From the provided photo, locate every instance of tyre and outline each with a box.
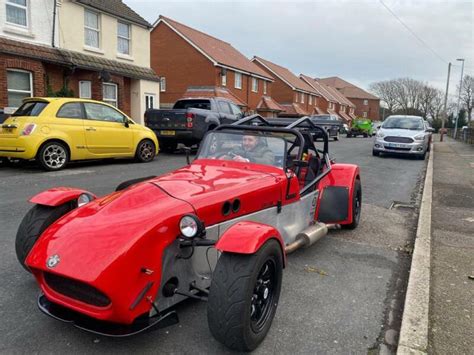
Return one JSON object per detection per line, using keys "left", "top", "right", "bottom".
{"left": 347, "top": 133, "right": 352, "bottom": 138}
{"left": 342, "top": 179, "right": 362, "bottom": 230}
{"left": 160, "top": 139, "right": 177, "bottom": 153}
{"left": 416, "top": 151, "right": 426, "bottom": 160}
{"left": 207, "top": 240, "right": 283, "bottom": 351}
{"left": 333, "top": 132, "right": 339, "bottom": 141}
{"left": 37, "top": 141, "right": 69, "bottom": 171}
{"left": 135, "top": 139, "right": 156, "bottom": 163}
{"left": 363, "top": 133, "right": 368, "bottom": 138}
{"left": 115, "top": 175, "right": 156, "bottom": 191}
{"left": 372, "top": 150, "right": 380, "bottom": 156}
{"left": 15, "top": 203, "right": 73, "bottom": 272}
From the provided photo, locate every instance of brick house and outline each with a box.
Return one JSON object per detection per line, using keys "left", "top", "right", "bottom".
{"left": 0, "top": 0, "right": 160, "bottom": 123}
{"left": 252, "top": 56, "right": 320, "bottom": 117}
{"left": 302, "top": 75, "right": 356, "bottom": 123}
{"left": 318, "top": 76, "right": 380, "bottom": 121}
{"left": 150, "top": 16, "right": 282, "bottom": 117}
{"left": 299, "top": 74, "right": 340, "bottom": 117}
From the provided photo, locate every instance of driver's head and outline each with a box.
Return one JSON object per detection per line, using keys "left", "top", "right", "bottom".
{"left": 242, "top": 135, "right": 258, "bottom": 151}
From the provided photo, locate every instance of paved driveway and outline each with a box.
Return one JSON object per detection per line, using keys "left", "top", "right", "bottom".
{"left": 0, "top": 137, "right": 426, "bottom": 354}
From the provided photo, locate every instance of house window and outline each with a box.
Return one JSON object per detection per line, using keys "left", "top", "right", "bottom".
{"left": 117, "top": 22, "right": 131, "bottom": 55}
{"left": 263, "top": 81, "right": 267, "bottom": 95}
{"left": 363, "top": 99, "right": 368, "bottom": 105}
{"left": 221, "top": 70, "right": 227, "bottom": 86}
{"left": 6, "top": 0, "right": 28, "bottom": 27}
{"left": 160, "top": 77, "right": 166, "bottom": 92}
{"left": 84, "top": 10, "right": 100, "bottom": 48}
{"left": 300, "top": 92, "right": 304, "bottom": 103}
{"left": 252, "top": 78, "right": 258, "bottom": 92}
{"left": 234, "top": 72, "right": 242, "bottom": 89}
{"left": 102, "top": 83, "right": 118, "bottom": 107}
{"left": 145, "top": 93, "right": 156, "bottom": 109}
{"left": 363, "top": 112, "right": 367, "bottom": 118}
{"left": 79, "top": 81, "right": 92, "bottom": 99}
{"left": 309, "top": 95, "right": 312, "bottom": 105}
{"left": 341, "top": 105, "right": 345, "bottom": 113}
{"left": 7, "top": 69, "right": 32, "bottom": 108}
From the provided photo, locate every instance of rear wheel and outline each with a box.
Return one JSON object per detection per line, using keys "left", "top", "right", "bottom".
{"left": 37, "top": 141, "right": 69, "bottom": 171}
{"left": 16, "top": 203, "right": 74, "bottom": 272}
{"left": 347, "top": 133, "right": 352, "bottom": 138}
{"left": 207, "top": 240, "right": 283, "bottom": 351}
{"left": 416, "top": 151, "right": 426, "bottom": 160}
{"left": 363, "top": 133, "right": 368, "bottom": 138}
{"left": 135, "top": 139, "right": 156, "bottom": 163}
{"left": 333, "top": 132, "right": 339, "bottom": 141}
{"left": 342, "top": 179, "right": 361, "bottom": 230}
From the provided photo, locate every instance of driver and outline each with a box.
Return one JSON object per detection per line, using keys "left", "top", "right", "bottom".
{"left": 229, "top": 134, "right": 275, "bottom": 165}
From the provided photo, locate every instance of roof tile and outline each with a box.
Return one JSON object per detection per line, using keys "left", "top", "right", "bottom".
{"left": 318, "top": 76, "right": 379, "bottom": 100}
{"left": 180, "top": 86, "right": 247, "bottom": 107}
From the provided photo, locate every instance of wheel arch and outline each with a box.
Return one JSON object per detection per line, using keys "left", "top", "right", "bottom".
{"left": 29, "top": 187, "right": 96, "bottom": 207}
{"left": 215, "top": 221, "right": 286, "bottom": 266}
{"left": 36, "top": 138, "right": 72, "bottom": 160}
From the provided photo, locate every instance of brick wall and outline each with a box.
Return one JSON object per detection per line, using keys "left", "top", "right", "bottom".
{"left": 151, "top": 23, "right": 216, "bottom": 107}
{"left": 351, "top": 98, "right": 380, "bottom": 120}
{"left": 0, "top": 53, "right": 46, "bottom": 108}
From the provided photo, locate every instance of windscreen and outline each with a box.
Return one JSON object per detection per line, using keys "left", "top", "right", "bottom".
{"left": 197, "top": 131, "right": 287, "bottom": 168}
{"left": 12, "top": 101, "right": 48, "bottom": 117}
{"left": 382, "top": 117, "right": 424, "bottom": 130}
{"left": 173, "top": 100, "right": 211, "bottom": 110}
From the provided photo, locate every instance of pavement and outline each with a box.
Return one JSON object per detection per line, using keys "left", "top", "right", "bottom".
{"left": 428, "top": 136, "right": 474, "bottom": 354}
{"left": 0, "top": 137, "right": 427, "bottom": 354}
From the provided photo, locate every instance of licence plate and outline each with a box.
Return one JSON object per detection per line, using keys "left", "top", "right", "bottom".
{"left": 160, "top": 130, "right": 176, "bottom": 136}
{"left": 387, "top": 143, "right": 403, "bottom": 148}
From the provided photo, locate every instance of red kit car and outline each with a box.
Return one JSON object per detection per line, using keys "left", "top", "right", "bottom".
{"left": 15, "top": 115, "right": 361, "bottom": 351}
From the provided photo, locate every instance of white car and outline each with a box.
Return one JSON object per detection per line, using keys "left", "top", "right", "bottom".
{"left": 373, "top": 115, "right": 433, "bottom": 159}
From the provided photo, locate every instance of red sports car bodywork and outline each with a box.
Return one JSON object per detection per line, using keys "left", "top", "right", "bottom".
{"left": 17, "top": 116, "right": 361, "bottom": 350}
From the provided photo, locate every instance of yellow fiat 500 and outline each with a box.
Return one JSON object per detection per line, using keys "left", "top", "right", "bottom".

━━━━━━━━

▸ **Aim of the exercise**
Omitting the images, copy the listing exactly.

▸ **Task response**
From the provided photo, locate every instance of tyre and outline each with a box.
Return one JSON object per detection per line, using keys "left", "top", "right", "bottom".
{"left": 347, "top": 133, "right": 352, "bottom": 138}
{"left": 342, "top": 179, "right": 362, "bottom": 230}
{"left": 160, "top": 139, "right": 177, "bottom": 153}
{"left": 416, "top": 151, "right": 426, "bottom": 160}
{"left": 207, "top": 240, "right": 283, "bottom": 351}
{"left": 333, "top": 132, "right": 339, "bottom": 141}
{"left": 37, "top": 141, "right": 69, "bottom": 171}
{"left": 135, "top": 139, "right": 156, "bottom": 163}
{"left": 363, "top": 133, "right": 368, "bottom": 138}
{"left": 115, "top": 175, "right": 156, "bottom": 191}
{"left": 372, "top": 150, "right": 380, "bottom": 156}
{"left": 15, "top": 203, "right": 73, "bottom": 272}
From the provided photo, locate every instance of brick house and outline each with a box.
Return one JSON object per detection per line, using keys "left", "top", "right", "bottom".
{"left": 0, "top": 0, "right": 160, "bottom": 123}
{"left": 252, "top": 56, "right": 320, "bottom": 117}
{"left": 302, "top": 75, "right": 356, "bottom": 123}
{"left": 318, "top": 76, "right": 380, "bottom": 121}
{"left": 150, "top": 16, "right": 282, "bottom": 117}
{"left": 299, "top": 74, "right": 340, "bottom": 117}
From the provided photo, locate every instance of driver's head and outline each with a box.
Return one JSON object per detection per line, using keys "left", "top", "right", "bottom".
{"left": 242, "top": 135, "right": 258, "bottom": 151}
From the provided photo, locate every instance of paved driveway and outline each with a box.
Return one JSON object per detection per line, using keys "left", "top", "right", "bottom".
{"left": 0, "top": 137, "right": 426, "bottom": 354}
From the provided photo, locate every instance of house window and outline each with a box.
Return one JSON object per detection per line, using keys "left", "top", "right", "bottom".
{"left": 117, "top": 22, "right": 131, "bottom": 55}
{"left": 263, "top": 81, "right": 267, "bottom": 95}
{"left": 363, "top": 99, "right": 368, "bottom": 105}
{"left": 221, "top": 70, "right": 227, "bottom": 86}
{"left": 6, "top": 0, "right": 28, "bottom": 27}
{"left": 160, "top": 77, "right": 166, "bottom": 92}
{"left": 84, "top": 10, "right": 100, "bottom": 48}
{"left": 300, "top": 92, "right": 304, "bottom": 103}
{"left": 252, "top": 78, "right": 258, "bottom": 92}
{"left": 234, "top": 72, "right": 242, "bottom": 89}
{"left": 102, "top": 83, "right": 118, "bottom": 107}
{"left": 145, "top": 93, "right": 156, "bottom": 109}
{"left": 363, "top": 112, "right": 367, "bottom": 118}
{"left": 79, "top": 81, "right": 92, "bottom": 99}
{"left": 309, "top": 95, "right": 312, "bottom": 105}
{"left": 341, "top": 105, "right": 345, "bottom": 113}
{"left": 7, "top": 69, "right": 32, "bottom": 108}
From the provided photo, locate every instance of rear wheel and outline each with a box.
Return one JSON object per detection per line, using keys "left", "top", "right", "bottom".
{"left": 37, "top": 141, "right": 69, "bottom": 171}
{"left": 16, "top": 203, "right": 74, "bottom": 272}
{"left": 347, "top": 133, "right": 352, "bottom": 138}
{"left": 207, "top": 240, "right": 283, "bottom": 351}
{"left": 416, "top": 151, "right": 426, "bottom": 160}
{"left": 363, "top": 133, "right": 368, "bottom": 138}
{"left": 135, "top": 139, "right": 156, "bottom": 163}
{"left": 333, "top": 132, "right": 339, "bottom": 141}
{"left": 342, "top": 179, "right": 361, "bottom": 230}
From the provided photo, locate every instance of driver and outline each with a box.
Return one JSON object per detection per line, using keys "left", "top", "right", "bottom".
{"left": 229, "top": 134, "right": 275, "bottom": 165}
From the provided photo, locate every instance of roof tile and outline each with a box.
Return one JSON object per detection per line, using keys "left", "top", "right", "bottom".
{"left": 318, "top": 76, "right": 379, "bottom": 100}
{"left": 180, "top": 86, "right": 247, "bottom": 107}
From the provided photo, locate every instance of wheel arch and outline each with a box.
Return one JSON object per detection per line, using keys "left", "top", "right", "bottom".
{"left": 29, "top": 187, "right": 96, "bottom": 207}
{"left": 215, "top": 221, "right": 286, "bottom": 266}
{"left": 36, "top": 138, "right": 72, "bottom": 160}
From the provided photo, locate every instance of brick wall and outline each with a box.
Return one JSON object per detection per line, using keys "left", "top", "right", "bottom".
{"left": 151, "top": 23, "right": 216, "bottom": 107}
{"left": 351, "top": 98, "right": 380, "bottom": 120}
{"left": 0, "top": 53, "right": 46, "bottom": 108}
From the provided photo, locate every instance of windscreen and outline each with a box.
Return one JSON object per detection per line, using keys "left", "top", "right", "bottom".
{"left": 197, "top": 131, "right": 287, "bottom": 168}
{"left": 12, "top": 101, "right": 48, "bottom": 117}
{"left": 382, "top": 117, "right": 424, "bottom": 130}
{"left": 173, "top": 100, "right": 211, "bottom": 110}
From the provided photo, locate every instance of pavement and outline each with a box.
Return one JSON object per detection per line, using keys "left", "top", "right", "bottom".
{"left": 428, "top": 136, "right": 474, "bottom": 354}
{"left": 0, "top": 137, "right": 427, "bottom": 354}
From the provided photo, locate every instance of licence plate and outline each with a box.
Return one JSON object per detection per line, using keys "left", "top", "right", "bottom".
{"left": 160, "top": 130, "right": 176, "bottom": 136}
{"left": 387, "top": 143, "right": 403, "bottom": 148}
From the provided photo, locate every instance of red kit car and outline each with a box.
Return one JSON object per detection per line, using keys "left", "top", "right", "bottom".
{"left": 15, "top": 115, "right": 361, "bottom": 351}
From the provided photo, locate every instance of white car and outline each with a box.
Return one JSON object per detection per line, using keys "left", "top", "right", "bottom".
{"left": 373, "top": 115, "right": 433, "bottom": 159}
From the provided photo, locate every instance of red sports car bodywork and outline each with a box.
Return one JSON object per detection per line, using keys "left", "top", "right", "bottom".
{"left": 17, "top": 116, "right": 361, "bottom": 350}
From the provided photo, locate every instance of yellow fiat 500 and outline each with a box.
Return one JSON object per detection per line, using keys "left", "top", "right", "bottom".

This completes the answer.